## REQUIRED TASKS:
1. According to the article on Prigozhin, why is the word “grandpa” in his May 9 video read as a reference to Putin? Answer in one to three sentences.
2. Reproduce verbatim the stretch of the article on Prigozhin from "Now, Prigozhin claimed, the" through "Russian military effort.".

Yevgeny Prigozhin, standing in the darkness next to a row of bloodied dead bodies, was shouting obscenities. With his yellowish, unnaturally hairless face contorted in primordial hatred, there was something about his appearance that seemed decidedly horrific.
Prigozhin may well be positioning himself for Putin’s likely downfall and the eventual (and probably very nasty) succession struggle
The look goes with his reputation. The head of the notorious Wagner (which cut its teeth as a mercenary force in Africa and the Middle East), Prigozhin is known for his untamed brutality and deep cynicism, and for his ability and willingness to get his hands dirty, or bloody. Perhaps that was why he volunteered to use his mercenaries — many of whom were recruited straight out of Russia’s prisons — for what he called the “Bakhmut meat-grinder,” the months-long assault on the Ukrainian town where thousands have been killed in intense urban warfare.
Now, Prigozhin claimed, the Russian Ministry of Defense was denying him the ammo he badly needed. So he called them out, trashing defense minister Sergey Shoigu and the chief of General Staff Valerii Gerasimov, calling them “bitches” and accusing them of inaction in the face of an unfolding disaster at Bakhmut. Prigozhin also promised to abandon the assault and surrender the town, now mostly under Russian control, to the Ukrainians.
The scene was so macabre, the attack on Shoigu and Gerasimov so vicious, that it even inspired internet memes. It also exposed deep fissures at the very heart of the Russian military effort.
In the days that followed, Prigozhin doubled down on his accusations against the military top brass, with a remarkable video posted on May 9, Russia’s Victory Day, in which he again complained that he had not received the ammo he had asked for. In the video Prigozhin referred to someone he called “a happy grandpa.” “But how do you win a war,” Prigozhin asked sarcastically, “if it turns out that this grandpa is a complete dickhead?”
Prigozhin’s comments made ripples. Not just in the West, among Kremlinologists and armchair experts, but in Russia itself, in Telegram channels and in chatroom gossip. Who was he referring to? Shoigu? Gerasimov? Putin himself perhaps? The term “grandpa” was surely a pointer to Putin who has long been called “bunker grandpa” by his detractors.

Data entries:
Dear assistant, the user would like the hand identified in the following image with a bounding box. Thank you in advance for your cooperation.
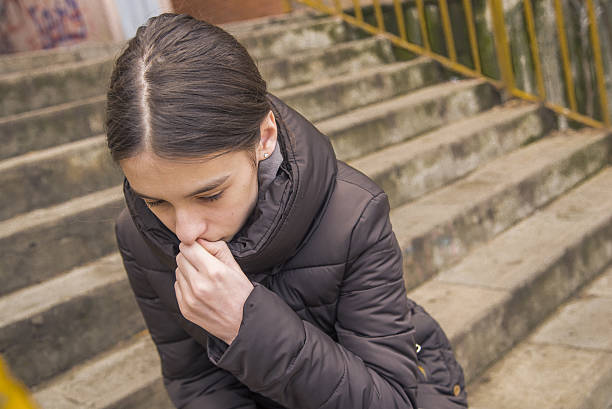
[174,239,253,345]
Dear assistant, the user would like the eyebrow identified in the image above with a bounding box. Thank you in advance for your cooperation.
[132,175,230,200]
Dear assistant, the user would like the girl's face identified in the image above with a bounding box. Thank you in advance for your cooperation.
[119,112,276,244]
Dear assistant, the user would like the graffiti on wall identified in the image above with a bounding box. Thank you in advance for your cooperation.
[0,0,23,53]
[0,0,110,54]
[28,0,87,48]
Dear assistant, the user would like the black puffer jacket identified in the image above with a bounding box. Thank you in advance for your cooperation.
[116,96,465,409]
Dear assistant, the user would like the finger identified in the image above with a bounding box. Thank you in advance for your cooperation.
[174,269,192,317]
[174,253,199,292]
[197,239,242,271]
[179,242,223,273]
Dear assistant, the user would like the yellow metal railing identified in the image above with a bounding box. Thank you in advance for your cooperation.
[285,0,610,128]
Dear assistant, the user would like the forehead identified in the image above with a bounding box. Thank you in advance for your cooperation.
[119,152,250,198]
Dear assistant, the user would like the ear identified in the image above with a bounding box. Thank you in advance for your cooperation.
[257,111,278,162]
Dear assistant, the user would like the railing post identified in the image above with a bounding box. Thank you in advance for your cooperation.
[489,0,514,92]
[587,0,610,126]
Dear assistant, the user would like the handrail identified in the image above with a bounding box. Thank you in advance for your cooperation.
[285,0,611,128]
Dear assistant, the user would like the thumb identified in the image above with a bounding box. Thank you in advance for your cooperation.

## ANSWERS PER TASK:
1. The word is read as a pointer to Putin because his detractors have long called him “bunker grandpa.”

2.
Now, Prigozhin claimed, the Russian Ministry of Defense was denying him the ammo he badly needed. So he called them out, trashing defense minister Sergey Shoigu and the chief of General Staff Valerii Gerasimov, calling them “bitches” and accusing them of inaction in the face of an unfolding disaster at Bakhmut. Prigozhin also promised to abandon the assault and surrender the town, now mostly under Russian control, to the Ukrainians.
The scene was so macabre, the attack on Shoigu and Gerasimov so vicious, that it even inspired internet memes. It also exposed deep fissures at the very heart of the Russian military effort.